━━ RECORDS ━━
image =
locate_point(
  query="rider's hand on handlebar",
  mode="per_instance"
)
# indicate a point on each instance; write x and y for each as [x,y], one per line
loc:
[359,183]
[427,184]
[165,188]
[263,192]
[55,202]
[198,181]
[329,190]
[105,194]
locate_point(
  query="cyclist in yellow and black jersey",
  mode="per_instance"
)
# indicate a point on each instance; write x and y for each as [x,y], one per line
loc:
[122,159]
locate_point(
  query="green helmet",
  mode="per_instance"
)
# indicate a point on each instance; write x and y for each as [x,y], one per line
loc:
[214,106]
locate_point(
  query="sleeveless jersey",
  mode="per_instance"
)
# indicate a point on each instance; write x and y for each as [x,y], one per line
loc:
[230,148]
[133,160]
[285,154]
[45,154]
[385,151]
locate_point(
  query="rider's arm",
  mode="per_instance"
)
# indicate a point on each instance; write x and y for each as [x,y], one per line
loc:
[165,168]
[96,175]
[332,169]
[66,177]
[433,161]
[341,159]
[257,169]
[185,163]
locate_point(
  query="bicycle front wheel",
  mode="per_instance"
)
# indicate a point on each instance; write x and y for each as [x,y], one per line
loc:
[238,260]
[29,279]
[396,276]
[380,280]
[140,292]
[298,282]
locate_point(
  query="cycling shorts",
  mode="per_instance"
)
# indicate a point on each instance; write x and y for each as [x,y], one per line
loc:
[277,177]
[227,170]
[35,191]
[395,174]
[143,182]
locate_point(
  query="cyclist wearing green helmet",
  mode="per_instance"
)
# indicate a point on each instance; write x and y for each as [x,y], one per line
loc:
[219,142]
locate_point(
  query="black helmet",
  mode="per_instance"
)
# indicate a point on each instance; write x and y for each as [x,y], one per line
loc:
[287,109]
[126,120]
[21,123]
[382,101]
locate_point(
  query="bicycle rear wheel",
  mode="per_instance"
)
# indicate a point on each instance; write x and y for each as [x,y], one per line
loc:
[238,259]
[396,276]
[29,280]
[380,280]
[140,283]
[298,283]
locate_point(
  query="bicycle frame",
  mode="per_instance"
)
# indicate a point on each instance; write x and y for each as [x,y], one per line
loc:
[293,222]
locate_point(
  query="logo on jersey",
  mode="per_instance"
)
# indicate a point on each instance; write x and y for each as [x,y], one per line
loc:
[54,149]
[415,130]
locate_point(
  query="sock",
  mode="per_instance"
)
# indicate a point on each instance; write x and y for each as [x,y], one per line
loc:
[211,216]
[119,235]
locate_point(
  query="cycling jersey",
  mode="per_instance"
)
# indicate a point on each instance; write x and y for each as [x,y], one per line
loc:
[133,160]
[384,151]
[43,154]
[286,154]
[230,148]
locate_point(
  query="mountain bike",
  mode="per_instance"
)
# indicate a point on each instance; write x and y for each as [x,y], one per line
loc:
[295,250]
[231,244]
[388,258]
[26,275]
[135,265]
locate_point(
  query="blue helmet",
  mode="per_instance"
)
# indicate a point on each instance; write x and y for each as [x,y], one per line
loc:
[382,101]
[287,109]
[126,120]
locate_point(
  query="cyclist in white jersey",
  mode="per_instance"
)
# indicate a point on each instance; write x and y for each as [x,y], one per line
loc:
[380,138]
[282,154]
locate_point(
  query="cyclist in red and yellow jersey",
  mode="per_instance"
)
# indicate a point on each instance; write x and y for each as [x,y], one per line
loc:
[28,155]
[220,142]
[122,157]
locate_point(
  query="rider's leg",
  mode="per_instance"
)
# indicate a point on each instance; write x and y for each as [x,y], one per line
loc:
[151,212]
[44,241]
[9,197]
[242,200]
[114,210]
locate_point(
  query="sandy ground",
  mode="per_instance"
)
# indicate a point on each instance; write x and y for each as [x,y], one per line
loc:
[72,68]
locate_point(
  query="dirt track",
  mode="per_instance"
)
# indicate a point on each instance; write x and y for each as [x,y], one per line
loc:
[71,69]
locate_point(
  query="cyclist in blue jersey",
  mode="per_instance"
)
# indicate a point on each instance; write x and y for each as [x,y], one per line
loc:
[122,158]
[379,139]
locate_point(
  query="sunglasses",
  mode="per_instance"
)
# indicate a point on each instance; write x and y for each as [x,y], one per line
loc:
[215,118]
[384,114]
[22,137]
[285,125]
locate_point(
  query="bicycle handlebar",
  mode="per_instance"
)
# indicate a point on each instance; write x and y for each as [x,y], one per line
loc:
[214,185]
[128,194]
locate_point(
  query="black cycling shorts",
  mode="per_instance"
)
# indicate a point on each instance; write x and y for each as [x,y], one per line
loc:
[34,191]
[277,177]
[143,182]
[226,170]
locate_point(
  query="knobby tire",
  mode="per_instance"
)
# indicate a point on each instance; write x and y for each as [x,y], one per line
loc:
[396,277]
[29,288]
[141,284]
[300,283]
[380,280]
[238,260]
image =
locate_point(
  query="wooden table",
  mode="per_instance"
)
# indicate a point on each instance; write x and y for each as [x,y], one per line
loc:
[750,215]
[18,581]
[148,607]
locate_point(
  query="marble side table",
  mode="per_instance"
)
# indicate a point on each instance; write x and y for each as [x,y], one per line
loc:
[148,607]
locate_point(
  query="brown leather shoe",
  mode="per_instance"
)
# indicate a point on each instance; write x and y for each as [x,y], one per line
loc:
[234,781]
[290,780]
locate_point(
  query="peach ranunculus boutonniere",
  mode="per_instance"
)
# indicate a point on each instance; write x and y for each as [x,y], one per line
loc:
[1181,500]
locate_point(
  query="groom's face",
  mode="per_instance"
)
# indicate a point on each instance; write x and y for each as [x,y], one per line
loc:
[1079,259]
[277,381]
━━━
━━ RECORDS ━━
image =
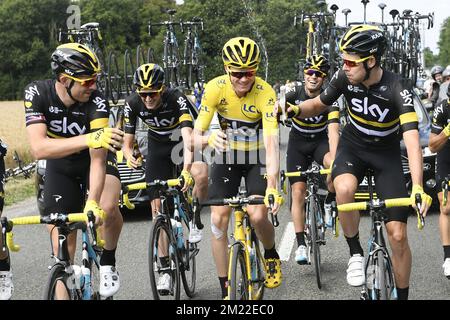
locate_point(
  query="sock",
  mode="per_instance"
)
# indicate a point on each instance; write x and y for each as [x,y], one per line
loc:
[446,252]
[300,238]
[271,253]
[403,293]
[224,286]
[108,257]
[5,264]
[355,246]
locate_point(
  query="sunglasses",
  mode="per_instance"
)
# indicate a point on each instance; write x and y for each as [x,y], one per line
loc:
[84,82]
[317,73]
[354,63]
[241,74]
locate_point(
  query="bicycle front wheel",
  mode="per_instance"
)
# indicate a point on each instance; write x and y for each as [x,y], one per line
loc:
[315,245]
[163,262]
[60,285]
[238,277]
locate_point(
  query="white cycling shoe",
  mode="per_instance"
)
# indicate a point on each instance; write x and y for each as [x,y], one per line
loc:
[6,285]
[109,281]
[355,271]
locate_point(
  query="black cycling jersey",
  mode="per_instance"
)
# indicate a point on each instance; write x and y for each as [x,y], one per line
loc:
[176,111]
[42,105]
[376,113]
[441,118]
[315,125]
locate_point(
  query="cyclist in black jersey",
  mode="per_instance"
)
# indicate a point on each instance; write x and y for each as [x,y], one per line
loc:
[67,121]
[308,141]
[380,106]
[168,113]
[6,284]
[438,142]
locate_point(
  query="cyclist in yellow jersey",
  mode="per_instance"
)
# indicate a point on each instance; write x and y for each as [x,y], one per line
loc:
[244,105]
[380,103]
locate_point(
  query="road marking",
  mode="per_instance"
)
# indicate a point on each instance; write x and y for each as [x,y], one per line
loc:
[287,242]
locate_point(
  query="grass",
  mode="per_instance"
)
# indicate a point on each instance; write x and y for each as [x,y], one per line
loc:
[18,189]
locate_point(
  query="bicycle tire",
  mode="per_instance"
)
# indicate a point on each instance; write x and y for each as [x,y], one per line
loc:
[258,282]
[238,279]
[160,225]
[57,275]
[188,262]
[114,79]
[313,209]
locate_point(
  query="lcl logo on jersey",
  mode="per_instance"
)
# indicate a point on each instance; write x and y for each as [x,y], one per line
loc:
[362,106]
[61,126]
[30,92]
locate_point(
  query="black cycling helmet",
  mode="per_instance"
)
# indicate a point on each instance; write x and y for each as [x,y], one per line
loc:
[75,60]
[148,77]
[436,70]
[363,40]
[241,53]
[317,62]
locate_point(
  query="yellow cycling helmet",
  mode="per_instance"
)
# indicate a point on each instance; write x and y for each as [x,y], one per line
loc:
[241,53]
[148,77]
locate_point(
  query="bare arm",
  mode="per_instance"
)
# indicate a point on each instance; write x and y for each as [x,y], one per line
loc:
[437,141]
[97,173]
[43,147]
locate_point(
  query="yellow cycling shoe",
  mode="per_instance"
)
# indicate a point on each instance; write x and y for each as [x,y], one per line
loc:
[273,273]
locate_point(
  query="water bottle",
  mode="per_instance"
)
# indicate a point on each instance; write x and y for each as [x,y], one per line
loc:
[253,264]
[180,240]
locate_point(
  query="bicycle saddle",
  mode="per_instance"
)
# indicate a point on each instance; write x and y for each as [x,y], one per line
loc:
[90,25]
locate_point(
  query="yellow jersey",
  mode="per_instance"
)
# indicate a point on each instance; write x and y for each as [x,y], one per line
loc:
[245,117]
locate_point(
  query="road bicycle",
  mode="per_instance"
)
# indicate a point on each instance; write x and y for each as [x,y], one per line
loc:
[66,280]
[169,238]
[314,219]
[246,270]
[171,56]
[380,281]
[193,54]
━━━
━━ RECORDS ━━
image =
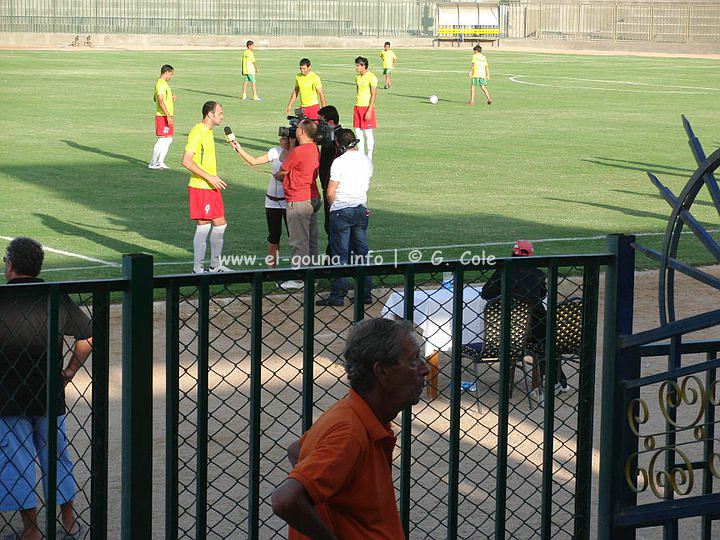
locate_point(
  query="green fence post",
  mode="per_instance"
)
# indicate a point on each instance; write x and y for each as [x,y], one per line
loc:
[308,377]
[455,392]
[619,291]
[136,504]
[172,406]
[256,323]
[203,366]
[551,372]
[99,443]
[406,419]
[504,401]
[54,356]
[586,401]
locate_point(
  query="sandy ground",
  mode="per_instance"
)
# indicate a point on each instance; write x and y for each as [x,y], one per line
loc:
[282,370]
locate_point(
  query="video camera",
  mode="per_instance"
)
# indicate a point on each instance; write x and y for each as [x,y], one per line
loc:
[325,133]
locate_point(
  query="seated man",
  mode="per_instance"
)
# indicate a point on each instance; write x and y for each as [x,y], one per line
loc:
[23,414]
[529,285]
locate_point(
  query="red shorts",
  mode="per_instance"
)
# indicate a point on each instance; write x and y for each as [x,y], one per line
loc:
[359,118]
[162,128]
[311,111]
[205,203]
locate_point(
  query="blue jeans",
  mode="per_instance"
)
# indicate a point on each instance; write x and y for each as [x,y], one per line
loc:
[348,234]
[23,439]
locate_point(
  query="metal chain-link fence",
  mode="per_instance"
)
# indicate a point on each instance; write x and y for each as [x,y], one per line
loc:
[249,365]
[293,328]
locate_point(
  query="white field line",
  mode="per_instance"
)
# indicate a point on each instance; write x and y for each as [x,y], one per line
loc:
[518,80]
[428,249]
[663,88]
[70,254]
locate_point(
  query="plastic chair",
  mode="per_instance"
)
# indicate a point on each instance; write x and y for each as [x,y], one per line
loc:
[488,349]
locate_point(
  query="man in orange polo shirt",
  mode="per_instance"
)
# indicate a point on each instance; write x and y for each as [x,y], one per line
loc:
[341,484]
━━━
REQUEST:
Pull out each line of the items that contains the word "blue" and list those lines.

IN RESPONSE:
  query="blue helmet",
  query="cyclist in blue jersey",
  query="blue jeans",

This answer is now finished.